All records should be reproduced verbatim.

• **Dataset excerpts**
- - - - - - -

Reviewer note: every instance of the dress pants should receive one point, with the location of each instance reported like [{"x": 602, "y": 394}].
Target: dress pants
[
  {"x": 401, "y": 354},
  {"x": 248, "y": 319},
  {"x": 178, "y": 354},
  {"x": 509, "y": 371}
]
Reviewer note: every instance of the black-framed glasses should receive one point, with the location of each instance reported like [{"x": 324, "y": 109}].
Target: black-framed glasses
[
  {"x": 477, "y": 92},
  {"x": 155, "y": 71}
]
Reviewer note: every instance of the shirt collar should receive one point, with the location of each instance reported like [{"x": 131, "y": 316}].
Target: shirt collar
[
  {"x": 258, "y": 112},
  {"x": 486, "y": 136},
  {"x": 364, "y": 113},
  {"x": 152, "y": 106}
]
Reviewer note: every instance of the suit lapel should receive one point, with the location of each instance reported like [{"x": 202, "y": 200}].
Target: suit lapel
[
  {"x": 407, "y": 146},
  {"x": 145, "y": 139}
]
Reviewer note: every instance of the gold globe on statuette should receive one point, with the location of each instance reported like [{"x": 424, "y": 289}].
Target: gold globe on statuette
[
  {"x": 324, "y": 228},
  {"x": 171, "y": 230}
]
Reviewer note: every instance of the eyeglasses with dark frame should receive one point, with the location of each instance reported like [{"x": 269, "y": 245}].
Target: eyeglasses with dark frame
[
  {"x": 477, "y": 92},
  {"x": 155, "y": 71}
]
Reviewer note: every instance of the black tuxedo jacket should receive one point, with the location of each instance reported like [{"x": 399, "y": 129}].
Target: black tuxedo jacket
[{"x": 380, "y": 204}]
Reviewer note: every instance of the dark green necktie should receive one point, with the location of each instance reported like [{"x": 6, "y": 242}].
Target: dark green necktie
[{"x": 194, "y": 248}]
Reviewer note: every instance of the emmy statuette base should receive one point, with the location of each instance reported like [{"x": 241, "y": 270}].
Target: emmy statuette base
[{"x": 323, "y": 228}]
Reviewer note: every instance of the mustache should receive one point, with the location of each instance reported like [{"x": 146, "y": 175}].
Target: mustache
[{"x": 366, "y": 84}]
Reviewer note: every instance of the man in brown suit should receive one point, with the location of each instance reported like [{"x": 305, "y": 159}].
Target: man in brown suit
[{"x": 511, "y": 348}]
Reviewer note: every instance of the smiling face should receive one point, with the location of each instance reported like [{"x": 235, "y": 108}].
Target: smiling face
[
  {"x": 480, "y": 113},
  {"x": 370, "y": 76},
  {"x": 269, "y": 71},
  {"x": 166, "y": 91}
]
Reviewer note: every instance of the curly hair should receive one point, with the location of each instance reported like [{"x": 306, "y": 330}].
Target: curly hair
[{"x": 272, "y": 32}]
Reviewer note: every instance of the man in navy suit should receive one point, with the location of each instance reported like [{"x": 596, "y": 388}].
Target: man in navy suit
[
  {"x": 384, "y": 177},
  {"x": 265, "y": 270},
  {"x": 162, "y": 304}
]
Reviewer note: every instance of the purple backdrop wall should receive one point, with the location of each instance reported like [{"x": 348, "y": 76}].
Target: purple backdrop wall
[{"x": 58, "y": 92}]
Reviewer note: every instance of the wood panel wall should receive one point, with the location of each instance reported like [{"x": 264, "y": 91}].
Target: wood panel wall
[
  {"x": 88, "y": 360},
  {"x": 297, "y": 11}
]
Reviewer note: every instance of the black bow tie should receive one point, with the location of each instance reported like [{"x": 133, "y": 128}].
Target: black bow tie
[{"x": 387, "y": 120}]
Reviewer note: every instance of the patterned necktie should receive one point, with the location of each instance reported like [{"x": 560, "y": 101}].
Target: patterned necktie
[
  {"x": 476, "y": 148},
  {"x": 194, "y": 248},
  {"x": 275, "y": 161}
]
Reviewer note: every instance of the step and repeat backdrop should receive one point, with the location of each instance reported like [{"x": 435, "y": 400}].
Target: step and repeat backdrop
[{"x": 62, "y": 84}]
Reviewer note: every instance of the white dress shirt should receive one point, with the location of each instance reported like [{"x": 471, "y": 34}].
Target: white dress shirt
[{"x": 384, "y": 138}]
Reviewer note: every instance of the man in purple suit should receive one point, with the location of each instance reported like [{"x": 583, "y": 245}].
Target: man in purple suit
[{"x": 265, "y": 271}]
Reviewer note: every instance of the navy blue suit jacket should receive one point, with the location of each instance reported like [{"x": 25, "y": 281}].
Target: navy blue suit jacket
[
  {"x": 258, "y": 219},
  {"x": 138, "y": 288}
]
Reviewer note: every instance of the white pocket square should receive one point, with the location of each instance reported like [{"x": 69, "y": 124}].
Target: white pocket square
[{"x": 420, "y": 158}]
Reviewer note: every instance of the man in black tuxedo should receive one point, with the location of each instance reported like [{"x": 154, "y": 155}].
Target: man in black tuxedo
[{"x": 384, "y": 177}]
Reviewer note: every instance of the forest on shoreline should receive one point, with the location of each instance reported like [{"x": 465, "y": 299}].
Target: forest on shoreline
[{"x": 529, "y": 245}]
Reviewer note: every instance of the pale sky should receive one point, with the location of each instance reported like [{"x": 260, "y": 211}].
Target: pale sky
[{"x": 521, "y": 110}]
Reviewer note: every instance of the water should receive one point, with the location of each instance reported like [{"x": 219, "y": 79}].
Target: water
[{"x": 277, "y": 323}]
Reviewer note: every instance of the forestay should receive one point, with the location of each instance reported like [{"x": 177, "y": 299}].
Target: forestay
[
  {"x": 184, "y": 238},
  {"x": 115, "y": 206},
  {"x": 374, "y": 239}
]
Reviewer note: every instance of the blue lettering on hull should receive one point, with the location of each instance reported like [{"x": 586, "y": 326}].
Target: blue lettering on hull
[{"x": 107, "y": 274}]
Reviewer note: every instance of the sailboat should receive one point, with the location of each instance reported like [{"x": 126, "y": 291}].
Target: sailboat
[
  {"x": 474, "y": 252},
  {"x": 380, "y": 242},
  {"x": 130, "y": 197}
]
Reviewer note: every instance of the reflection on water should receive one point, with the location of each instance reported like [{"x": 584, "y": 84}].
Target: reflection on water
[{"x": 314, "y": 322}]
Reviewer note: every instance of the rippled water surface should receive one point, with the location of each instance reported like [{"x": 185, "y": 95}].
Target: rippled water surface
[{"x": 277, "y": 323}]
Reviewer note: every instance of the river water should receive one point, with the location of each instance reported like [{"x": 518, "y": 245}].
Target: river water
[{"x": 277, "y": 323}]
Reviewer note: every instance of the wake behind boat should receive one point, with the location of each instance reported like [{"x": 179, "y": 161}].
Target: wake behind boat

- - - - - - -

• **Task result**
Reviewer note: every instance of the dress pants should receive one point, with the location of each instance reported like [{"x": 602, "y": 394}].
Target: dress pants
[
  {"x": 401, "y": 354},
  {"x": 248, "y": 319},
  {"x": 178, "y": 354},
  {"x": 509, "y": 371}
]
Reviewer note: every instance of the black-framed glasses should receive one point, with the location of each instance reported like [{"x": 324, "y": 109}].
Target: black-framed glasses
[
  {"x": 477, "y": 92},
  {"x": 155, "y": 71}
]
Reviewer note: every instance of the shirt collar should receive one point, with the location of each instance reported like [{"x": 131, "y": 316}].
Target: shirt collar
[
  {"x": 258, "y": 112},
  {"x": 486, "y": 136},
  {"x": 364, "y": 113},
  {"x": 152, "y": 106}
]
Reviewer note: every instance of the suit lapel should receive one point, with the location of each instance reported like [{"x": 202, "y": 200}].
Target: suit lapel
[
  {"x": 407, "y": 146},
  {"x": 145, "y": 139}
]
Reviewer note: every instance of the gold globe on statuette should receive one point, with the location of each instance reported like [{"x": 424, "y": 289}].
Target: gold globe on statuette
[
  {"x": 324, "y": 228},
  {"x": 171, "y": 230}
]
Reviewer note: every instance of the eyeglasses with dark frame should receive one point, with the location of each instance reported like [{"x": 269, "y": 245}].
Target: eyeglasses with dark frame
[
  {"x": 477, "y": 92},
  {"x": 155, "y": 71}
]
Reviewer note: every instance of the black tuxedo jacket should receive one point, with the location of each instance reported like [{"x": 399, "y": 129}].
Target: black tuxedo jacket
[{"x": 380, "y": 204}]
Reviewer note: every instance of the dark green necktie should receive one point, with the location of each instance reported like [{"x": 6, "y": 242}].
Target: dark green necktie
[{"x": 194, "y": 248}]
Reviewer note: every instance of the emmy statuette base should receive one point, with the location of each instance reported like [{"x": 241, "y": 270}].
Target: emmy statuette base
[{"x": 323, "y": 228}]
Reviewer note: every instance of the mustache should receive one point, with the location of each instance reported like [{"x": 146, "y": 175}].
Target: mustache
[{"x": 366, "y": 84}]
Reviewer note: every instance of the man in brown suit should receive one point, with the location of each instance reported like [{"x": 305, "y": 159}].
Target: man in brown suit
[{"x": 511, "y": 348}]
Reviewer note: every instance of the smiling face should receive one point, with the location of each instance reported like [{"x": 235, "y": 108}].
Target: smiling face
[
  {"x": 480, "y": 113},
  {"x": 370, "y": 76},
  {"x": 269, "y": 71},
  {"x": 166, "y": 91}
]
Reviewer note: every instance of the curly hair should receive one point, with the location of each instance reported like [{"x": 306, "y": 330}].
Target: curly hair
[{"x": 272, "y": 32}]
Reviewer note: every instance of the man in navy suit should receive one point, with the location of each instance reported like [{"x": 596, "y": 388}].
Target: man in navy suit
[
  {"x": 384, "y": 177},
  {"x": 265, "y": 270},
  {"x": 162, "y": 304}
]
Reviewer note: every instance of the purple backdrop wall should receive one point, with the location of each instance reported like [{"x": 348, "y": 76}].
Target: purple backdrop wall
[{"x": 58, "y": 92}]
Reviewer note: every instance of the wood panel wall should receive one point, with the location of each instance reported like [{"x": 264, "y": 91}].
Target: wood panel wall
[
  {"x": 88, "y": 360},
  {"x": 297, "y": 11}
]
Reviewer note: every instance of the black bow tie should receive one point, with the location of each instance reported like [{"x": 133, "y": 128}].
Target: black bow tie
[{"x": 387, "y": 120}]
Reviewer note: every instance of the patterned necktie should receive one point, with the location of each instance reported like [{"x": 560, "y": 101}].
Target: patterned necktie
[
  {"x": 476, "y": 148},
  {"x": 194, "y": 248},
  {"x": 275, "y": 161}
]
Reviewer note: every instance of the step and repeat backdrop should receive one point, with the location of each instance reported like [{"x": 435, "y": 400}].
Target: step and repeat backdrop
[{"x": 62, "y": 84}]
Reviewer note: every instance of the white dress shirt should receive one point, with the location of each instance reported like [{"x": 471, "y": 34}].
Target: white dress shirt
[{"x": 384, "y": 138}]
Reviewer note: every instance of the man in purple suit should receive one point, with the location of each instance reported like [{"x": 583, "y": 245}].
Target: man in purple suit
[{"x": 265, "y": 271}]
Reviewer note: every instance of the navy blue suit jacket should receive one point, with the location of each instance reported like [{"x": 25, "y": 281}].
Target: navy blue suit jacket
[
  {"x": 258, "y": 219},
  {"x": 138, "y": 288}
]
Reviewer note: every instance of the white pocket square should receive one point, with the location of each instance reported like [{"x": 69, "y": 124}].
Target: white pocket square
[{"x": 420, "y": 158}]
Reviewer note: every instance of the man in black tuxedo should receive one point, with the location of each instance reported like [{"x": 154, "y": 155}].
Target: man in black tuxedo
[{"x": 384, "y": 177}]
Reviewer note: every instance of the forest on shoreline should receive one point, with the location of each instance reported like [{"x": 465, "y": 299}].
Target: forest on shoreline
[{"x": 529, "y": 245}]
Reviewer note: every instance of the pale sky should receive one point, with the location of each instance reported like [{"x": 260, "y": 211}].
Target: pale sky
[{"x": 521, "y": 110}]
Reviewer note: every instance of the water should receive one point, with the location of each instance reported like [{"x": 219, "y": 79}].
Target: water
[{"x": 277, "y": 323}]
Reviewer note: every instance of the forestay should receive one point, with the location of each instance reported like [{"x": 177, "y": 299}].
Target: forestay
[
  {"x": 184, "y": 238},
  {"x": 115, "y": 206},
  {"x": 374, "y": 239}
]
Reviewer note: every instance of the blue lettering on hull should receive one point, with the location of each instance reported like [{"x": 586, "y": 326}].
Target: blue lettering on hull
[{"x": 107, "y": 274}]
Reviewer note: every instance of the sailboat should receive one point, with the location of each instance reported like [{"x": 126, "y": 291}].
Target: sailboat
[
  {"x": 474, "y": 252},
  {"x": 380, "y": 242},
  {"x": 130, "y": 197}
]
Reviewer note: every instance of the reflection on water should receive one point, with the location of each instance reported like [{"x": 584, "y": 84}].
Target: reflection on water
[{"x": 314, "y": 322}]
Reviewer note: every instance of the rippled water surface should receive one point, with the location of each instance reported like [{"x": 185, "y": 95}].
Target: rippled water surface
[{"x": 277, "y": 323}]
Reviewer note: every instance of the river water should receive one point, with the location of each instance reported like [{"x": 518, "y": 245}].
Target: river water
[{"x": 277, "y": 323}]
Reviewer note: every instance of the wake behind boat should receive one point, with the location of each instance reported like [{"x": 179, "y": 161}].
Target: wake behind boat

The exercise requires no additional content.